▸ Tugas Anda
Salin dengan persis bagian dari teks tentang Helaran Hari Jadi Bogor di bawah, mulai dari "Mereka datang dari" dan berakhir pada "pun memiliki hati.".

▸ Teks yang Diberikan
__________

Publikbicara.com – Bogor, 14 Juni 2025. Ada yang berbeda di tengah riuh Helaran Hari Jadi Bogor (HJB) ke-543. Di antara barisan atraksi budaya, tabuhan musik tradisional, dan sorak sorai penonton yang memenuhi ruas jalan utama Cibinong, sekelompok peserta berbalut tenun ikat muncul dengan langkah pasti.
Mereka datang dari Leuwiliang, membawa angin segar dari Timur Indonesia: Nusa Tenggara Timur (NTT).
Mereka adalah tim dari RSUD Raden Mohamad Noh Nur, rumah sakit daerah yang tidak hanya mengobati tubuh tetapi juga mencoba menyentuh sisi lain dari kehidupan budaya, estetika, dan nilai-nilai kolektif.
Di hari itu, RSUD bukan sekadar institusi medis. Ia menjelma menjadi utusan budaya, pengingat bahwa kesehatan tak melulu soal obat dan jarum suntik, tapi juga soal semangat, rasa, dan hubungan antarmanusia.

Dengan gerak tari yang menggambarkan semangat gotong royong dan pelayanan, para tenaga kesehatan ini mempersembahkan lebih dari sekadar pertunjukan.
Di setiap liukan tangan dan langkah kaki, tergambar sebuah narasi: bahwa rumah sakit pun memiliki hati.
Dan dalam tenun ikat yang mereka kenakan, tergurat kisah ketekunan dan warisan yang tak lekang oleh zaman seperti kerja sunyi para tenaga medis yang berjibaku di ruang-ruang IGD dan bangsal rawat inap.
Direktur RSUD Raden Mohamad Noh Nur, dr. Vitrie Winastri, S.H., M.A.R.S., yang turut hadir dan menyaksikan langsung momen tersebut, menyampaikan refleksi mendalam tentang makna keikutsertaan mereka:

“Kegiatan seperti Helaran menjadi ruang penting untuk menjembatani pelayanan publik dan budaya lokal. Kami hadir tidak hanya sebagai rumah sakit, tapi juga sebagai bagian dari komunitas yang ingin tumbuh bersama masyarakat.”
Dalam kebersahajaan pernyataannya, terselip filosofi pelayanan yang menjadi napas RSUD Raden Mohamad Noh Nur: “Melayani dengan Hati, Bertindak dengan Logika.”

__________

▸ Entri Data
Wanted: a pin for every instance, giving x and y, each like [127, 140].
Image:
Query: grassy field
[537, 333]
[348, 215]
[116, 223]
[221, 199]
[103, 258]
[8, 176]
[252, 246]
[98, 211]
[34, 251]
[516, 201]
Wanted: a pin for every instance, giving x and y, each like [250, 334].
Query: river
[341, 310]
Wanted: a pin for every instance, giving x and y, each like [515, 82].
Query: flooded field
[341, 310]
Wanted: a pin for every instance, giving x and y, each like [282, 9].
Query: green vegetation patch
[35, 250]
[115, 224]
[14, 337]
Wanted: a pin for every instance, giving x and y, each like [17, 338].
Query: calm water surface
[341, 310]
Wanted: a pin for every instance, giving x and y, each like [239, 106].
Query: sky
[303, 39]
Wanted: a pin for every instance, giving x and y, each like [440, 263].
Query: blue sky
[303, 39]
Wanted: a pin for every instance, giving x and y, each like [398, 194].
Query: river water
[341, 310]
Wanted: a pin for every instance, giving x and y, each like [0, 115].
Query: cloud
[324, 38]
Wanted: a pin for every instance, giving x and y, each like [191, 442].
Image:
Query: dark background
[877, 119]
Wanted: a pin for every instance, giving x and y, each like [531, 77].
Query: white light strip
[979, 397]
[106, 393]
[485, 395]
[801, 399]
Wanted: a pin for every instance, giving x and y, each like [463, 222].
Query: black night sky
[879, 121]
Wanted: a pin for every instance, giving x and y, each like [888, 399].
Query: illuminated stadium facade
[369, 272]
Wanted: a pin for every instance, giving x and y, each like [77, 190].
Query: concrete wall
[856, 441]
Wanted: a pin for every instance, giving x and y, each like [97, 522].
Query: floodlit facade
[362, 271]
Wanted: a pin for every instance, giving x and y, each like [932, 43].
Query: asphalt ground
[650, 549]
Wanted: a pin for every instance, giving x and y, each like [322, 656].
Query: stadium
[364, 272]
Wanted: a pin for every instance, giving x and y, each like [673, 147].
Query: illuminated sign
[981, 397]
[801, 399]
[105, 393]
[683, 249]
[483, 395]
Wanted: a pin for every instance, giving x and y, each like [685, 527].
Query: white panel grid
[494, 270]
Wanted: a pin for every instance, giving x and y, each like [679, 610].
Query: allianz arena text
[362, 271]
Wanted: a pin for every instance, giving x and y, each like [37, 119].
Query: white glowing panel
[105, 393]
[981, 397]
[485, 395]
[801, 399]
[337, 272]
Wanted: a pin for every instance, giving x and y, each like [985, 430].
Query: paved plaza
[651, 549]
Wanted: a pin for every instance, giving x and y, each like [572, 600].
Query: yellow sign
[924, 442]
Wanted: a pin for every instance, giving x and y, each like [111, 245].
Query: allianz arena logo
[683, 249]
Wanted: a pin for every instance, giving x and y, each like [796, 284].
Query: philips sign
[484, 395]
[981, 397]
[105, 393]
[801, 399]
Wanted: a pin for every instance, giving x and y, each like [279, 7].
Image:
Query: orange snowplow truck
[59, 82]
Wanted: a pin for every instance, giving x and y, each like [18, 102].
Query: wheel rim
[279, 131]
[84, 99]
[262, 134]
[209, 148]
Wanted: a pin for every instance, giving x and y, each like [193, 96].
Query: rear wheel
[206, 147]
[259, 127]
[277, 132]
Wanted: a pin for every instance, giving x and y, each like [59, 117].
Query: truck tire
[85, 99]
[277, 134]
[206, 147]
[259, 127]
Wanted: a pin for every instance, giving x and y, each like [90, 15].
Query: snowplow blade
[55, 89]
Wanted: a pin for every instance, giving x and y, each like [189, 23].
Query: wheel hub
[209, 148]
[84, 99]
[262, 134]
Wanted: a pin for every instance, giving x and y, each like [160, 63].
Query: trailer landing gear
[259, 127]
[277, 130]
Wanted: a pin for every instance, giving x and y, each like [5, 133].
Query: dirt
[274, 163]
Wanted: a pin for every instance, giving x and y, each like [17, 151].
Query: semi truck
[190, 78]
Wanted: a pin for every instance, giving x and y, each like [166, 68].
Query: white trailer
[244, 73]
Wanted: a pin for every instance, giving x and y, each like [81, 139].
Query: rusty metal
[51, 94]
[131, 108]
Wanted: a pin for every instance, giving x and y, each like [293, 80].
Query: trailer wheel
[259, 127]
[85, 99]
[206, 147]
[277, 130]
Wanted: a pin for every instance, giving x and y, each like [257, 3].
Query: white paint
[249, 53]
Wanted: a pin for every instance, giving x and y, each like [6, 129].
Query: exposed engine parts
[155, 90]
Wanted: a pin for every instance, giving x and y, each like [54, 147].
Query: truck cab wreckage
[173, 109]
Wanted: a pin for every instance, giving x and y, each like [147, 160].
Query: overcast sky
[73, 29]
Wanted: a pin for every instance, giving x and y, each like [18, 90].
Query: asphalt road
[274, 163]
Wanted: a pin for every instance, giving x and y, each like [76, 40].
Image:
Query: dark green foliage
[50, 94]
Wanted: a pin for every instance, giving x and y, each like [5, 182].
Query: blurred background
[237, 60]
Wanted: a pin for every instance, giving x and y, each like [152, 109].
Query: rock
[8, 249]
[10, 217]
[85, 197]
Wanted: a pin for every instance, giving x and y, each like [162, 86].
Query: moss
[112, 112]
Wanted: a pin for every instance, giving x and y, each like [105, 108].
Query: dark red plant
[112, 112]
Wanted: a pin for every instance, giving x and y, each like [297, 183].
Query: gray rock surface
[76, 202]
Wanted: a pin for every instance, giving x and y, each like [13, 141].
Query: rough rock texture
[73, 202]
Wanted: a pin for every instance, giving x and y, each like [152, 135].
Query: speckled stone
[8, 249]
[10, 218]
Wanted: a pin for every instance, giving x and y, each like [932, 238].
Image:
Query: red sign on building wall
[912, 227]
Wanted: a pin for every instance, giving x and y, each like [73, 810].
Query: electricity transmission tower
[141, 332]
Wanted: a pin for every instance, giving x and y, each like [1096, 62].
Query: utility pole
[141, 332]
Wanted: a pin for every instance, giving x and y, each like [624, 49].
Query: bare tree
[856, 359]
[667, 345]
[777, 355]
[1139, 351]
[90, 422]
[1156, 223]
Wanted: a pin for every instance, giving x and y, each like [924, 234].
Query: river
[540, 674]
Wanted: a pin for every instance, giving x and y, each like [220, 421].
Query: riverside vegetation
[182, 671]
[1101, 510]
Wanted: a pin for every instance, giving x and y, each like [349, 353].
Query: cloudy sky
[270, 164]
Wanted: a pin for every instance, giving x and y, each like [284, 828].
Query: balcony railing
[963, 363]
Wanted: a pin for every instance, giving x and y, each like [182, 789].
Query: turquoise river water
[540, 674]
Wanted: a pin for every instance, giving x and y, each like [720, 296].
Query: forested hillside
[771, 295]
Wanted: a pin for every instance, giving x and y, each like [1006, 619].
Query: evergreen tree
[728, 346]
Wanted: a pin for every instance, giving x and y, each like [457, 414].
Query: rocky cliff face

__________

▸ Tanggapan
Mereka datang dari Leuwiliang, membawa angin segar dari Timur Indonesia: Nusa Tenggara Timur (NTT).
Mereka adalah tim dari RSUD Raden Mohamad Noh Nur, rumah sakit daerah yang tidak hanya mengobati tubuh tetapi juga mencoba menyentuh sisi lain dari kehidupan budaya, estetika, dan nilai-nilai kolektif.
Di hari itu, RSUD bukan sekadar institusi medis. Ia menjelma menjadi utusan budaya, pengingat bahwa kesehatan tak melulu soal obat dan jarum suntik, tapi juga soal semangat, rasa, dan hubungan antarmanusia.

Dengan gerak tari yang menggambarkan semangat gotong royong dan pelayanan, para tenaga kesehatan ini mempersembahkan lebih dari sekadar pertunjukan.
Di setiap liukan tangan dan langkah kaki, tergambar sebuah narasi: bahwa rumah sakit pun memiliki hati.